Exercise requirements
Copy the data below line for line, changing nothing.

Data excerpted from a collection:
— begin —
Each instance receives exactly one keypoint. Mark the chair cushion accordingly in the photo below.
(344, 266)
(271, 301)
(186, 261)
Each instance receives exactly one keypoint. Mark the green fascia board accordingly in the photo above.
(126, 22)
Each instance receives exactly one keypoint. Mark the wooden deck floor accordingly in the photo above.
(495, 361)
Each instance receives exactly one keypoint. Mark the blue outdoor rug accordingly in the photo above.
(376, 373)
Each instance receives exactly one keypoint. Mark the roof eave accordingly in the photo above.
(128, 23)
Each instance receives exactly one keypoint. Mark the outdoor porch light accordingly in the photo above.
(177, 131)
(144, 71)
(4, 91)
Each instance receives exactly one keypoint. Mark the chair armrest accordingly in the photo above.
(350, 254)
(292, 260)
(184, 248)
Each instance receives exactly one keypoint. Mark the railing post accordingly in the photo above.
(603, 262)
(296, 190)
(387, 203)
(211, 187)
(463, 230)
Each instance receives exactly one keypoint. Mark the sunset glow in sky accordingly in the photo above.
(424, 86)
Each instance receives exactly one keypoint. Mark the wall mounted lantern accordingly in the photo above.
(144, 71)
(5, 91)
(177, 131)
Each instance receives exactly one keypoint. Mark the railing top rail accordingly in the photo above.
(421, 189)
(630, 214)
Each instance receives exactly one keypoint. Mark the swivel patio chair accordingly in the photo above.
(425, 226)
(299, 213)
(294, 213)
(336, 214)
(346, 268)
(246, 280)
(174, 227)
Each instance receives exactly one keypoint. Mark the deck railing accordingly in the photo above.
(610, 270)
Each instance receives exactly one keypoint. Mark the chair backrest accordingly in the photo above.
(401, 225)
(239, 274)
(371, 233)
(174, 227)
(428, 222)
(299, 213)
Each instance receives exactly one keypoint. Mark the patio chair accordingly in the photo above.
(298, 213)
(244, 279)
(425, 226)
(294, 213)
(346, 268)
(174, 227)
— end —
Task result
Each instance receives exactly one keypoint. Mark the chair cushion accordingly in the photo below.
(344, 266)
(271, 301)
(186, 261)
Each instance receives exactly one keypoint. Mark the green fascia board accordingly in the photo above.
(126, 22)
Each instance receives exactly one keypoint. Mark the wooden deck floor accordingly in the photo above.
(495, 361)
Each instance receives exactly one keypoint. Mark the blue outdoor rug accordingly in the photo above.
(376, 373)
Each instance receives exactly one keypoint. Mark the roof eave accordingly in the photo above.
(128, 23)
Each instance receives exactly one keypoint. Mark the outdoor porch light accordingly in the photo above.
(177, 131)
(144, 71)
(4, 91)
Each instance receives exactly one keypoint. Mark the chair armrest accordingly in the photo above.
(350, 254)
(292, 260)
(184, 248)
Each instance receives exactly one keypoint. Mark the railing post accordingly in the photo above.
(603, 262)
(296, 190)
(387, 203)
(211, 187)
(463, 230)
Each instance receives exactly one keypoint. Mark the sunset glow in sky accordingly in the photo above.
(424, 86)
Each instance receives exactly one keypoint. Mark the wall mounted lantern accordingly in the photo above.
(144, 71)
(5, 91)
(177, 131)
Each instance receives exactly one keypoint. Mark the railing top rail accordingly in the photo above.
(421, 189)
(630, 214)
Each instance receives exactly one keypoint. Mark the swivel patio chair accordingly in the photo above.
(425, 226)
(299, 213)
(294, 213)
(336, 214)
(346, 268)
(246, 280)
(174, 227)
Each instance receives exactly one keypoint. Mark the deck railing accordingly in the photo above.
(610, 270)
Each instance receives exactly one keypoint. Mark the chair backrest accordingly in the photo above.
(401, 225)
(239, 274)
(371, 233)
(174, 227)
(428, 222)
(299, 213)
Each instance receives exactly one keypoint. Mark the patio chair accordingly in the photo above.
(298, 213)
(244, 279)
(425, 226)
(294, 213)
(346, 268)
(174, 227)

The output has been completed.